_Brief 1_. Repeat word for word the portion of the bus-stop passage starting at "I took the time" and ending at "communicating at all!".
_Brief 2_.
Answer these questions using the bus-stop passage:
(a) How many patients does the writer care for, and over how many hours?
(b) How many minutes late was the bus?
(c) What brand was the flipflop?
_Brief 3_. List every item of clothing or footwear that the bus-stop passage says the older gentleman was wearing.

_Selected excerpt_.
[Start of section]
I took the time last night to open my eyes and really pay attention to the people around me. It wasn’t easy but it was so worth it! See, with my job I feel like I give and give and give all day. I take care of 5-10 patients over the course of 10 hours and most of them have cancer, so between the mental rigors of making sure I’m giving the correct meds and chemotherapy, I also have to make sure they’re doing okay physically, mentally, emotionally. It’s rewarding but usually by the time I get home, I’m tired of making small talk, thinking, communicating at all!
So yesterday I’d had a long day at work. I’ve also been battling some horrible Crud for about a week and by most afternoon the fatigue just hits me like a brick wall. To complicate things, my bus was 35 minutes late. At one point when I heard a vehicle approaching, I opened my eyes hoping for my bus (no dice) and noticed an older gentleman wearing shorts, black socks, one dress shoe and one old flipflop. I noticed the flipflop was my favorite brand: Locals. I wondered why he had such funny footwear and started a nursing assessment in my head: Most of the time people wear different shoes if they have a wound or swelling. His leg didn’t look red and inflamed like he had cellulitis (skin infection). And it didn’t look more swollen than the other side–likely no DVT. Maybe mental illness? He didn’t look crazy. No, crazy was the lady being thrown out of the bus tunnels by security, screeching and talking about things that none of the rest of us could see. I gave up.
[End of section]
_Data records_.
[Start of section]
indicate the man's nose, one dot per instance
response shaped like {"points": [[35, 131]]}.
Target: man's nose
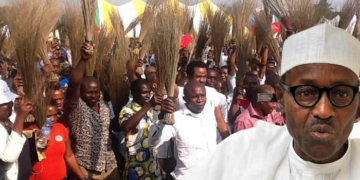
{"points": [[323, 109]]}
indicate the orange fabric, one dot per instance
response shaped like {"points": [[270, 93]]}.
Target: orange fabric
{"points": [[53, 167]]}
[End of section]
[Start of section]
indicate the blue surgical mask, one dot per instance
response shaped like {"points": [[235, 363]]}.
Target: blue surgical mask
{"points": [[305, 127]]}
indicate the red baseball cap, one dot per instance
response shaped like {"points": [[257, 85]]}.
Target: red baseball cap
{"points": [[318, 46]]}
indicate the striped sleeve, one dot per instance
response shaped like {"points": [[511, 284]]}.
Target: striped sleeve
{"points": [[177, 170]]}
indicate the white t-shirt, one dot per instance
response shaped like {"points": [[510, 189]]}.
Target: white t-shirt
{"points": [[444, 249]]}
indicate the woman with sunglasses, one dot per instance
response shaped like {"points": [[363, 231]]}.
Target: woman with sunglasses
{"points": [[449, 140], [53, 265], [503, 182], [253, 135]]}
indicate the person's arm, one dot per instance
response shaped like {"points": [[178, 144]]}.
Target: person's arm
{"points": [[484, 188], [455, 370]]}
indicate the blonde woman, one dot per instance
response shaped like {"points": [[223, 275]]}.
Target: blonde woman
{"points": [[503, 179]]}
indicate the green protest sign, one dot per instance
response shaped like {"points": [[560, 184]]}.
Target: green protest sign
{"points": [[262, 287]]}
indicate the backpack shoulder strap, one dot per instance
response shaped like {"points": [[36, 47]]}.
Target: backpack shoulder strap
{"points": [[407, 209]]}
[End of section]
[Start of section]
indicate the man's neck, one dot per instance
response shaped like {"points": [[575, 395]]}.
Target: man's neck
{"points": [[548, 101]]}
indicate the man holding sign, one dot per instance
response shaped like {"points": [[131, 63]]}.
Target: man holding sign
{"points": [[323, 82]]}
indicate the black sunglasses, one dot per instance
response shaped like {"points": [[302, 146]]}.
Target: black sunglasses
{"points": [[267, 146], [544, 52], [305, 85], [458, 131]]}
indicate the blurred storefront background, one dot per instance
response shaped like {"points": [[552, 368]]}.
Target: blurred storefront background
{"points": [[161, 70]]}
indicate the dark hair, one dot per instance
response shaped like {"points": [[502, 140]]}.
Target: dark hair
[End of section]
_Solution 1_.
I took the time last night to open my eyes and really pay attention to the people around me. It wasn’t easy but it was so worth it! See, with my job I feel like I give and give and give all day. I take care of 5-10 patients over the course of 10 hours and most of them have cancer, so between the mental rigors of making sure I’m giving the correct meds and chemotherapy, I also have to make sure they’re doing okay physically, mentally, emotionally. It’s rewarding but usually by the time I get home, I’m tired of making small talk, thinking, communicating at all!

_Solution 2_.
(a) 5-10 patients over 10 hours
(b) 35 minutes
(c) Locals

_Solution 3_. shorts, black socks, one dress shoe, one old flipflop